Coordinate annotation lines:
--- begin ---

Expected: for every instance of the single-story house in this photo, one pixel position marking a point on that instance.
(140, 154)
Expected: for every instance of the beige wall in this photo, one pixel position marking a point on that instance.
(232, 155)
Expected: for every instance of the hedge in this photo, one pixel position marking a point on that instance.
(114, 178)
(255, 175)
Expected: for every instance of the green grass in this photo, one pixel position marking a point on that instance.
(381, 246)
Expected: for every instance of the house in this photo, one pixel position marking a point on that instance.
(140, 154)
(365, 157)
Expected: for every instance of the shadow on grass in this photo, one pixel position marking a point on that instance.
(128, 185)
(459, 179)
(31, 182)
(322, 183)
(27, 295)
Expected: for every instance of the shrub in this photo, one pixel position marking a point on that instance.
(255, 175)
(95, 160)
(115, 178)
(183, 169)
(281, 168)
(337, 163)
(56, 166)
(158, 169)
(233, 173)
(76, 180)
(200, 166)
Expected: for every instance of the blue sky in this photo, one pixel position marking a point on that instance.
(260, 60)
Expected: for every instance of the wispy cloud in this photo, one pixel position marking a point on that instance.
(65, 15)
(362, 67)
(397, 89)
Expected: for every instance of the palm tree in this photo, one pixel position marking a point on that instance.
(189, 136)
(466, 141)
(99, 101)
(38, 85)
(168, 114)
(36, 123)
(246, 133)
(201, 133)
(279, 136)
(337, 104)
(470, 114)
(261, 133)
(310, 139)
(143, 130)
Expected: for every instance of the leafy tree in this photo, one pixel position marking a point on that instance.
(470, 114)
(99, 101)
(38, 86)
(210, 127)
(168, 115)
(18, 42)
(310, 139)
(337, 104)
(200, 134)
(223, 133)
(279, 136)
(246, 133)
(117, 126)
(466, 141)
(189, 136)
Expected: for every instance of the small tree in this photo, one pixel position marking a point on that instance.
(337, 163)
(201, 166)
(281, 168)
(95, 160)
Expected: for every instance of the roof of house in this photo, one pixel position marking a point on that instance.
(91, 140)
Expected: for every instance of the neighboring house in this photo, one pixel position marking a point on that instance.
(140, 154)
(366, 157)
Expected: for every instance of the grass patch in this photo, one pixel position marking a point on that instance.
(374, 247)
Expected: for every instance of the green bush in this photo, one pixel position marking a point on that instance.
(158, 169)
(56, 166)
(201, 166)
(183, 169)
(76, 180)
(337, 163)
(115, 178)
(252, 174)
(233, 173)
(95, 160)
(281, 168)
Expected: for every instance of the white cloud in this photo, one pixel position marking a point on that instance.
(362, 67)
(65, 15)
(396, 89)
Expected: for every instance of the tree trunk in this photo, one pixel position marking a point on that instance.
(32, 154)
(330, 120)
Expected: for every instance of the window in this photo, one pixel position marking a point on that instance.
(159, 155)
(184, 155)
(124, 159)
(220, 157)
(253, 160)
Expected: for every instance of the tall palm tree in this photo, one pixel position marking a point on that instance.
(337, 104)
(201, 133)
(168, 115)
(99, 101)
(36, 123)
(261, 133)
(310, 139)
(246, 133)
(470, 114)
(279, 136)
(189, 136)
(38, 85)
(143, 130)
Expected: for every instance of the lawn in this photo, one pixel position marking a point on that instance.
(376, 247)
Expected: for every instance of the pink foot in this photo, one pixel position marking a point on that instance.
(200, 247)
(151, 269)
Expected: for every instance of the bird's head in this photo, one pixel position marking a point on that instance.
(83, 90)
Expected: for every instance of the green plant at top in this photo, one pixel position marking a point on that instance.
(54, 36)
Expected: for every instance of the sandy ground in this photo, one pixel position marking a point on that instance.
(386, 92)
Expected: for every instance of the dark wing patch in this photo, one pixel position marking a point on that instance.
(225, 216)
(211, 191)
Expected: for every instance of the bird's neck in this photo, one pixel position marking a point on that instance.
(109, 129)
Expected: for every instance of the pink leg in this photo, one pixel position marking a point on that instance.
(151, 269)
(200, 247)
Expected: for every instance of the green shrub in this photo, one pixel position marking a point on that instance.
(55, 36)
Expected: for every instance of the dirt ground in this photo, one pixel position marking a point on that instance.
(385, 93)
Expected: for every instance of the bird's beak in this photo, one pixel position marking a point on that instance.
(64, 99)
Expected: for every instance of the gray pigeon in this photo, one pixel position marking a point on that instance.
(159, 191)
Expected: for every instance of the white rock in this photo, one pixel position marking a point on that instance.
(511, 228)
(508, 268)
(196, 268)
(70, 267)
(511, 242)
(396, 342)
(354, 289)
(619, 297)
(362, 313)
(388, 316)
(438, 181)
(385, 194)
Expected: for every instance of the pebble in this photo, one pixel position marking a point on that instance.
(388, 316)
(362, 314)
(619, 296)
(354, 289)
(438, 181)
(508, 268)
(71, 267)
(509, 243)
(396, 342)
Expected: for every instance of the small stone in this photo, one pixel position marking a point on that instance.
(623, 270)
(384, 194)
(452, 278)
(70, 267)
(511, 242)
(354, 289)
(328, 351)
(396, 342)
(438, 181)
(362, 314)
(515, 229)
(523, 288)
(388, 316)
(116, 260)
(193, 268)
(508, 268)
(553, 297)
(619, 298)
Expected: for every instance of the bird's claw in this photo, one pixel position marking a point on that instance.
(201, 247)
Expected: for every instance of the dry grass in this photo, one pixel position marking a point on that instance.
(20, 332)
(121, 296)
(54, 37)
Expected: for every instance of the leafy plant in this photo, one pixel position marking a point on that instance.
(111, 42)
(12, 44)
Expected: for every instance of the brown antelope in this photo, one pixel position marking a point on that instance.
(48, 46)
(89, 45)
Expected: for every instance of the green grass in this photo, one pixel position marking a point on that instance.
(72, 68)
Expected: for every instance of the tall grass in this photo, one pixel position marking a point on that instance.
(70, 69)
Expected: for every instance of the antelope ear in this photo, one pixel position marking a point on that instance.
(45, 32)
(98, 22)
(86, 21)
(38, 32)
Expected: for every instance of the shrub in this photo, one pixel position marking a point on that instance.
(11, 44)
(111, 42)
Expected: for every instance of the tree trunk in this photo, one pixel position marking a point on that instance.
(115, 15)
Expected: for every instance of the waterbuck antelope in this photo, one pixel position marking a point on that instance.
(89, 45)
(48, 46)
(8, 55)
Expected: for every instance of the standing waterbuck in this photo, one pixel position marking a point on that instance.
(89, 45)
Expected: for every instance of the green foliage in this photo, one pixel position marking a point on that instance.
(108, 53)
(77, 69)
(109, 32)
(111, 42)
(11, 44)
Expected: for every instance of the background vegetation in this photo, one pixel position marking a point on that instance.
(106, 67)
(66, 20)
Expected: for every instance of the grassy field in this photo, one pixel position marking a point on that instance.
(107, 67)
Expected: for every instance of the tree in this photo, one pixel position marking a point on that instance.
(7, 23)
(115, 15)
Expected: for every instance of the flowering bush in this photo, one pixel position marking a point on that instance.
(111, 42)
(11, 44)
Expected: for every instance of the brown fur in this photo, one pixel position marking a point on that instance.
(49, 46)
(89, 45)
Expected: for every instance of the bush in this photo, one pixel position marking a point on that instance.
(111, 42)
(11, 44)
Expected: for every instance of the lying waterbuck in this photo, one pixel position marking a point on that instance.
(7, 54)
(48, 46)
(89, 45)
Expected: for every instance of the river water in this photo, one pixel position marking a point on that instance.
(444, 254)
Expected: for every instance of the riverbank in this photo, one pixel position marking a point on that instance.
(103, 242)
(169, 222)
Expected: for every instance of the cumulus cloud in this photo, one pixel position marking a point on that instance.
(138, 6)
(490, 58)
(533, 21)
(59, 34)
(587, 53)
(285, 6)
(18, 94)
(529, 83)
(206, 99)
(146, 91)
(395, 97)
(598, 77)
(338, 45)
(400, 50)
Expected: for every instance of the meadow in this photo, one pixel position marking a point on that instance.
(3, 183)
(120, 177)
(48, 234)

--- end ---

JOB: Rewrite all the lines above, putting "pixel coordinate" wherever "pixel position" appears and leaving everything else untouched.

EXERCISE SOLUTION:
Expected: for every instance of the single-story house in this photo, one pixel coordinate marking a point on that instance.
(140, 154)
Expected: for every instance of the beige wall in this photo, one pixel coordinate marking a point on that instance.
(232, 155)
Expected: for every instance of the hedge in this photo, one pixel coordinate marking a point on that instance.
(114, 178)
(255, 175)
Expected: for every instance of the green grass in this photo, one pixel coordinate marking a point on that instance.
(381, 246)
Expected: for every instance of the house in this photo, one pixel coordinate marking a point on that instance.
(140, 154)
(365, 157)
Expected: for every instance of the shadow on grass in this photo, one pixel coordinate marking a point on that instance.
(128, 185)
(459, 179)
(31, 182)
(322, 183)
(27, 295)
Expected: for every instance of the shrub in this photo, one pixel coordinate marking a point on that instance.
(255, 175)
(95, 160)
(115, 178)
(183, 169)
(281, 168)
(337, 163)
(56, 166)
(158, 169)
(233, 173)
(76, 180)
(200, 166)
Expected: for every instance of the blue sky in this photo, one pixel coordinate marking a point on that instance.
(260, 60)
Expected: for every instance of the wispy cloud in this photo, one pixel coordinate marking a point on that instance.
(65, 15)
(362, 67)
(397, 89)
Expected: for every instance of the palm tree in this photo, one pixel coordinate marking a point on that instance.
(189, 136)
(466, 141)
(99, 101)
(38, 85)
(168, 114)
(36, 123)
(246, 133)
(201, 133)
(279, 136)
(337, 104)
(470, 114)
(261, 133)
(310, 139)
(143, 130)
Expected: for every instance of the leafy tree in this photo, one pixel coordinate marking a point on that instance.
(470, 114)
(99, 101)
(38, 86)
(210, 127)
(168, 115)
(18, 42)
(310, 139)
(337, 104)
(200, 134)
(223, 133)
(279, 136)
(246, 133)
(117, 126)
(466, 141)
(189, 136)
Expected: for every instance of the small tree in this photo, one pixel coordinate marking a point on that instance.
(337, 163)
(201, 166)
(281, 168)
(95, 160)
Expected: for every instance of the roof of house in this photo, one pixel coordinate marking a point on that instance.
(91, 140)
Expected: for every instance of the neighboring house in this photo, one pixel coordinate marking a point on that instance.
(140, 154)
(366, 157)
Expected: for every instance of the grass patch in this photo, one pixel coordinate marking a point on that instance.
(374, 247)
Expected: for every instance of the green bush in this photo, one pixel coordinate marking a point on that instance.
(158, 169)
(56, 166)
(201, 166)
(183, 169)
(76, 180)
(337, 163)
(115, 178)
(252, 174)
(233, 173)
(95, 160)
(281, 168)
Expected: for every instance of the white cloud in this photo, one pixel coordinate marking a point on that instance.
(362, 67)
(65, 15)
(396, 89)
Expected: for every instance of the tree trunk in this photo, one pixel coordinate marking a point on that instance.
(32, 154)
(330, 120)
Expected: for every instance of the window in this photo, one pixel coordinate marking a point on that instance.
(159, 155)
(184, 155)
(124, 159)
(220, 157)
(253, 160)
Expected: for every instance of the tall palm tree in this photo, one pixel coordinate marking a point on that instance.
(337, 104)
(201, 133)
(168, 115)
(99, 101)
(36, 123)
(261, 133)
(310, 139)
(246, 133)
(470, 114)
(279, 136)
(189, 136)
(38, 85)
(143, 130)
Expected: for every instance of the lawn in this photo, one pixel coordinate marking a point on that instance.
(376, 247)
Expected: for every instance of the pink foot in this photo, one pixel coordinate marking a point on that instance.
(200, 247)
(151, 269)
Expected: for every instance of the bird's head in this photo, one pixel coordinate marking a point on that instance.
(83, 90)
Expected: for every instance of the green plant at top in this photo, one pixel coordinate marking a point on that instance.
(54, 36)
Expected: for every instance of the sandy ground in this photo, one pixel coordinate marking a point on that instance.
(386, 92)
Expected: for every instance of the dark wing patch in this photo, one pixel coordinate marking a point on that instance.
(225, 216)
(211, 191)
Expected: for every instance of the bird's neck in this photo, one pixel coordinate marking a point on that instance.
(109, 129)
Expected: for every instance of the pink leg in this photo, one pixel coordinate marking a point on that instance.
(151, 269)
(200, 247)
Expected: for every instance of the green shrub in this photo, one pixel coordinate marking a point on that instance.
(55, 36)
Expected: for every instance of the dirt ground in this photo, one pixel coordinate marking a point on that instance.
(385, 93)
Expected: for every instance of the bird's beak in this photo, one pixel coordinate marking a point on that instance.
(64, 99)
Expected: for every instance of the gray pigeon in this photo, one pixel coordinate marking a point on that instance.
(159, 191)
Expected: for every instance of the white rock in this photo, one pixel coordinate marking a point on that instance.
(511, 228)
(508, 268)
(196, 268)
(70, 267)
(511, 242)
(396, 342)
(354, 289)
(619, 297)
(362, 313)
(388, 316)
(438, 181)
(385, 194)
Expected: for every instance of the pebble in this photo, one pixel coordinate marking a point on that instance.
(388, 316)
(362, 314)
(619, 296)
(354, 289)
(438, 181)
(508, 268)
(71, 267)
(509, 243)
(396, 342)
Expected: for every instance of the small stone in this photo, one pixel coordinate marking a point on that instance.
(623, 270)
(384, 194)
(452, 278)
(70, 267)
(511, 242)
(354, 289)
(328, 351)
(396, 342)
(438, 181)
(362, 314)
(515, 229)
(523, 288)
(388, 316)
(116, 260)
(193, 268)
(508, 268)
(553, 297)
(619, 298)
Expected: for every instance of the bird's claw in this photo, one pixel coordinate marking a point on that instance.
(201, 247)
Expected: for every instance of the dry grass in this photo, one pixel coordinate marking a point on that instance.
(20, 332)
(121, 296)
(54, 37)
Expected: for every instance of the leafy plant in this photo, one pixel coordinate marking a point on that instance.
(111, 42)
(12, 44)
Expected: for every instance of the brown antelope in this photo, one pixel coordinate marking a point on that instance.
(48, 46)
(89, 45)
Expected: for every instance of the green grass in this photo, one pixel coordinate marking a point on that instance.
(72, 68)
Expected: for every instance of the tall grass in this photo, one pixel coordinate marking a point on that instance.
(70, 69)
Expected: for every instance of the antelope ear in this photo, one pixel coordinate marking a point on that instance.
(45, 32)
(98, 22)
(86, 21)
(38, 32)
Expected: for every instance of the shrub in this photo, one pixel coordinate marking a point on that instance.
(11, 44)
(111, 42)
Expected: for every instance of the tree trunk in this photo, one pixel coordinate marking a point on that instance.
(115, 15)
Expected: for every instance of the waterbuck antelope in this photo, one pixel coordinate marking a point on that instance.
(89, 45)
(48, 46)
(8, 55)
Expected: for every instance of the standing waterbuck in this photo, one pixel coordinate marking a point on that instance.
(89, 45)
Expected: for every instance of the green foliage in this photo, one pixel coordinate marking a point on that instance.
(108, 53)
(77, 69)
(109, 32)
(111, 42)
(11, 44)
Expected: for every instance of the background vegetation in this photo, one pixel coordinate marking a point on that instance.
(106, 67)
(66, 20)
Expected: for every instance of the grassy field in this photo, one pixel coordinate marking a point on that instance.
(107, 67)
Expected: for every instance of the tree in this photo, one pixel coordinate marking a point on that instance.
(7, 23)
(115, 15)
Expected: for every instance of the flowering bush in this photo, one pixel coordinate marking a point on that instance.
(111, 42)
(11, 44)
Expected: for every instance of the brown fur in this photo, one pixel coordinate marking a point on that instance.
(49, 46)
(89, 45)
Expected: for every instance of the bush in this photo, one pixel coordinate marking a point on that instance.
(111, 42)
(11, 44)
Expected: for every instance of the lying waterbuck in this photo, one pixel coordinate marking a point on that instance.
(7, 54)
(48, 46)
(89, 45)
Expected: for every instance of the river water in this photo, one pixel coordinate marking a point on that instance.
(444, 254)
Expected: for every instance of the riverbank in this photo, one pixel coordinate marking a point on that instance.
(103, 242)
(169, 222)
Expected: for every instance of the cumulus cloud in this photo, one pixel coordinate marking a point on that instance.
(138, 6)
(490, 58)
(533, 21)
(59, 34)
(587, 53)
(285, 6)
(18, 94)
(529, 83)
(206, 99)
(146, 91)
(395, 97)
(598, 77)
(338, 45)
(400, 50)
Expected: for every instance of the meadow in this photo, one pixel coordinate marking a point on that instance.
(3, 183)
(120, 177)
(48, 234)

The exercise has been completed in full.